§ Available records
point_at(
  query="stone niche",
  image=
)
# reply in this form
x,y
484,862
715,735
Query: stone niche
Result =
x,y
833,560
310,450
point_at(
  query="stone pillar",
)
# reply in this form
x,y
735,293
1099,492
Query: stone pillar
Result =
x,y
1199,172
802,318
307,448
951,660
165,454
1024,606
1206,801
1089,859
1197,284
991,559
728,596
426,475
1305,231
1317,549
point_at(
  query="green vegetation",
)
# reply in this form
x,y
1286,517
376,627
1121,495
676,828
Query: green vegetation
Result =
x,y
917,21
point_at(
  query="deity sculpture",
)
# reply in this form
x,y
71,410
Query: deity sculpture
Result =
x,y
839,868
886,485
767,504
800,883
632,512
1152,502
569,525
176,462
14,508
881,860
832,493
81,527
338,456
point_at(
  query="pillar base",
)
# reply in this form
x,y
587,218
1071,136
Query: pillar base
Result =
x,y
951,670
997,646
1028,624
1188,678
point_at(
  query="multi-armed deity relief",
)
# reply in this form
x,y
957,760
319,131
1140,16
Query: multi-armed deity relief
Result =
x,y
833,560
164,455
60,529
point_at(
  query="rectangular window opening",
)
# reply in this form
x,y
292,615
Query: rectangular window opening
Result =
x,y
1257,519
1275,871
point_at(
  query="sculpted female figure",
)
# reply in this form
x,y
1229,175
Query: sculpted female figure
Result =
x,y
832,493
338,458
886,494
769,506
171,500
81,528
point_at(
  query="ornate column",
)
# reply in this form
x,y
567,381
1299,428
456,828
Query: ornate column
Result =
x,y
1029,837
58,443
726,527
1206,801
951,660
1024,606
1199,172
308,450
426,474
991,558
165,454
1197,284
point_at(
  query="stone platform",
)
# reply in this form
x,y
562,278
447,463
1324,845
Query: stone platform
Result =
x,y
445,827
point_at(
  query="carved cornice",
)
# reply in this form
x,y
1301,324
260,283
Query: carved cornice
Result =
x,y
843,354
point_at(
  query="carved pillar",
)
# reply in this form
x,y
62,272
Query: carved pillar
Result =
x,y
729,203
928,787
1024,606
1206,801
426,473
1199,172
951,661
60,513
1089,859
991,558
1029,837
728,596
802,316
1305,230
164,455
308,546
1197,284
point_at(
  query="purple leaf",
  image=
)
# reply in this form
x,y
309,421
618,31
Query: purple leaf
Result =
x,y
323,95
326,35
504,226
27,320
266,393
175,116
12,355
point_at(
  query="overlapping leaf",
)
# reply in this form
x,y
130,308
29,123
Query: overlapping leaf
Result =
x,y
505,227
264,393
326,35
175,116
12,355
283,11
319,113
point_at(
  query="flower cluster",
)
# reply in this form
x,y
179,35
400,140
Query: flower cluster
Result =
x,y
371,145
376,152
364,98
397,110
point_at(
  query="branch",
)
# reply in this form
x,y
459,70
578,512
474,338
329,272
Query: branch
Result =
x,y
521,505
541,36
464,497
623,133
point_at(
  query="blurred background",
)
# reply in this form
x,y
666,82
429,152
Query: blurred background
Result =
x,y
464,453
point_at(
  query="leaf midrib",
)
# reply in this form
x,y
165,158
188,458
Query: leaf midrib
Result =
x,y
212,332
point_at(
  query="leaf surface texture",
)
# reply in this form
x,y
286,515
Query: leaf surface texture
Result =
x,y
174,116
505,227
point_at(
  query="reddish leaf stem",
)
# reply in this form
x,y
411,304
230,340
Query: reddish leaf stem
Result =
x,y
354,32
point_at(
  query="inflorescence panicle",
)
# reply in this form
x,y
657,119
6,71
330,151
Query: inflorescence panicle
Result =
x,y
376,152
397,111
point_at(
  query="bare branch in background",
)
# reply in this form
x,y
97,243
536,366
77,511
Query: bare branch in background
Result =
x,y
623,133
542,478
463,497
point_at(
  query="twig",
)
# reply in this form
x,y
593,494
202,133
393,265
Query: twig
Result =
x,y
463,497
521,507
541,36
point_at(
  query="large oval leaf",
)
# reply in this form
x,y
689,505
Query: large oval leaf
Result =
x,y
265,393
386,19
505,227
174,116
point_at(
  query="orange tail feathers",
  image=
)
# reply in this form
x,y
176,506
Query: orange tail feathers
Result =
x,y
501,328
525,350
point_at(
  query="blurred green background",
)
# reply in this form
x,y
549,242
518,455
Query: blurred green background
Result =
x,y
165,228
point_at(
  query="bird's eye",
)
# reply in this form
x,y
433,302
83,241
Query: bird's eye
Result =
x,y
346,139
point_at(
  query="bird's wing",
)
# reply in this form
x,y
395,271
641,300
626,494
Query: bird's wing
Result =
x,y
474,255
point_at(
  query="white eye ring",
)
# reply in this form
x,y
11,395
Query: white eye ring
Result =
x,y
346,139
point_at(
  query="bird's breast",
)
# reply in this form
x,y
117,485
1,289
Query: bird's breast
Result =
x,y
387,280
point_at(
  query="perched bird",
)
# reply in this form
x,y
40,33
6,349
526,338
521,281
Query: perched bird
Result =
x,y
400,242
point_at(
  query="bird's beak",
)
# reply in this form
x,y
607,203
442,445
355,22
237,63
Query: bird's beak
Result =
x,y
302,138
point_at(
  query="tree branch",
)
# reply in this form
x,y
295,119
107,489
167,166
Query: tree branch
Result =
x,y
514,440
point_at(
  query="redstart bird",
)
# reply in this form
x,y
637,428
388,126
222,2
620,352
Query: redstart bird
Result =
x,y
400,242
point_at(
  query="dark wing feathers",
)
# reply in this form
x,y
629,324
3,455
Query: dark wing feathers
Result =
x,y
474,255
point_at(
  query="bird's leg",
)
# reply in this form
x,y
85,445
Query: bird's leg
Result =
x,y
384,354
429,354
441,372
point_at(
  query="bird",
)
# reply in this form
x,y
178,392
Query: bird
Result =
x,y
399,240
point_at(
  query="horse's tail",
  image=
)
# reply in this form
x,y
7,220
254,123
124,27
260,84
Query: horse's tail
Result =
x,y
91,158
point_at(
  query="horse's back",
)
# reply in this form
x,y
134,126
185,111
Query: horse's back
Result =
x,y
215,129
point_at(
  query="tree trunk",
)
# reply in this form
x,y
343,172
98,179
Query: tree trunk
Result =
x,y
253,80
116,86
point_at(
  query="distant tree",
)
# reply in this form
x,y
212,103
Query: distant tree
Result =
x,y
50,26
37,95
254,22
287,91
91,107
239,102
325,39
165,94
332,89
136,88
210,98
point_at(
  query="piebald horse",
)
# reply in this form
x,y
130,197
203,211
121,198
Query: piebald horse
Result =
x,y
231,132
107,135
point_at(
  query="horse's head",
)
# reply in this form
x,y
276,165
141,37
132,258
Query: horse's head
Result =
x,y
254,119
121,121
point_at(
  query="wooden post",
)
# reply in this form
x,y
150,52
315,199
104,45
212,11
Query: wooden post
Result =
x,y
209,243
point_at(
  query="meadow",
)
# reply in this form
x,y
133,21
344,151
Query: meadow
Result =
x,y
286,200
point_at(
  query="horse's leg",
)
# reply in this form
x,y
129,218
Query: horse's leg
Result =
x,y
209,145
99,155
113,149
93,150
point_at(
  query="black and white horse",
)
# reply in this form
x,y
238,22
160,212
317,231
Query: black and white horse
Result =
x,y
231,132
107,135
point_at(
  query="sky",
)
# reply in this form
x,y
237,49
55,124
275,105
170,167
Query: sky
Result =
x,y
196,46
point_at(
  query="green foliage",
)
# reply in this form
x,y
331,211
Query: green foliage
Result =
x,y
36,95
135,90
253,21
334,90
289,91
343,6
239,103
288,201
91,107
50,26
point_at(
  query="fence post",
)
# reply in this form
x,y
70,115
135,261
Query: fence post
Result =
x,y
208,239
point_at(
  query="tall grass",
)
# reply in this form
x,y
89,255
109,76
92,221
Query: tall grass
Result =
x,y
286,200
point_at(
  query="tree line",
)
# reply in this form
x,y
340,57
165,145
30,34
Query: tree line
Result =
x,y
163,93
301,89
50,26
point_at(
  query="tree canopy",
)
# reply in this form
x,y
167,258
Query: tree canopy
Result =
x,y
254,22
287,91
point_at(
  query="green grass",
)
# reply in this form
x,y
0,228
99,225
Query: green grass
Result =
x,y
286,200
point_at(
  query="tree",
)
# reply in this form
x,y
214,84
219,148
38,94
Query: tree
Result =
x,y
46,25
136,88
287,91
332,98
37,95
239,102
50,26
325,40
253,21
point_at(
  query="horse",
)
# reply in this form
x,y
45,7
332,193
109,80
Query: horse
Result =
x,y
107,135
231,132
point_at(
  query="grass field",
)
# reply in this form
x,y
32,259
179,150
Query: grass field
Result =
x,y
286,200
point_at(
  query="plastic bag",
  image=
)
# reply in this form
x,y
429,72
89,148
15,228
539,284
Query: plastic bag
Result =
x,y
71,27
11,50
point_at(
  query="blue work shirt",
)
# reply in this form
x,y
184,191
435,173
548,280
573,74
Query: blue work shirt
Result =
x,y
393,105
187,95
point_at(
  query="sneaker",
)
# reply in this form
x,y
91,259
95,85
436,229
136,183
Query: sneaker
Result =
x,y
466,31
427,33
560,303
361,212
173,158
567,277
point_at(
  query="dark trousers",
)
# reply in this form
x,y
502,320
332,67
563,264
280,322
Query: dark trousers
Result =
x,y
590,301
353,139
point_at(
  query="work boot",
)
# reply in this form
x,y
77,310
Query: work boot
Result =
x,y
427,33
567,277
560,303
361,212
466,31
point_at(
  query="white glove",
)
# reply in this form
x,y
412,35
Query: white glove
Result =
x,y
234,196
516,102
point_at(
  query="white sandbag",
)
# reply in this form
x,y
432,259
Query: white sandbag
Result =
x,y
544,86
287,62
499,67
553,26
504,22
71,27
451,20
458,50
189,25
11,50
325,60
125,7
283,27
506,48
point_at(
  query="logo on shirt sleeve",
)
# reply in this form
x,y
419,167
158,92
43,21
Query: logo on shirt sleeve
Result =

§ Exercise instructions
Return every line of the data above that contains the word "sculpted", and treat uppercase and lowercase letters as different.

§ Answer to this task
  query="sculpted female figure",
Query: sculpted female figure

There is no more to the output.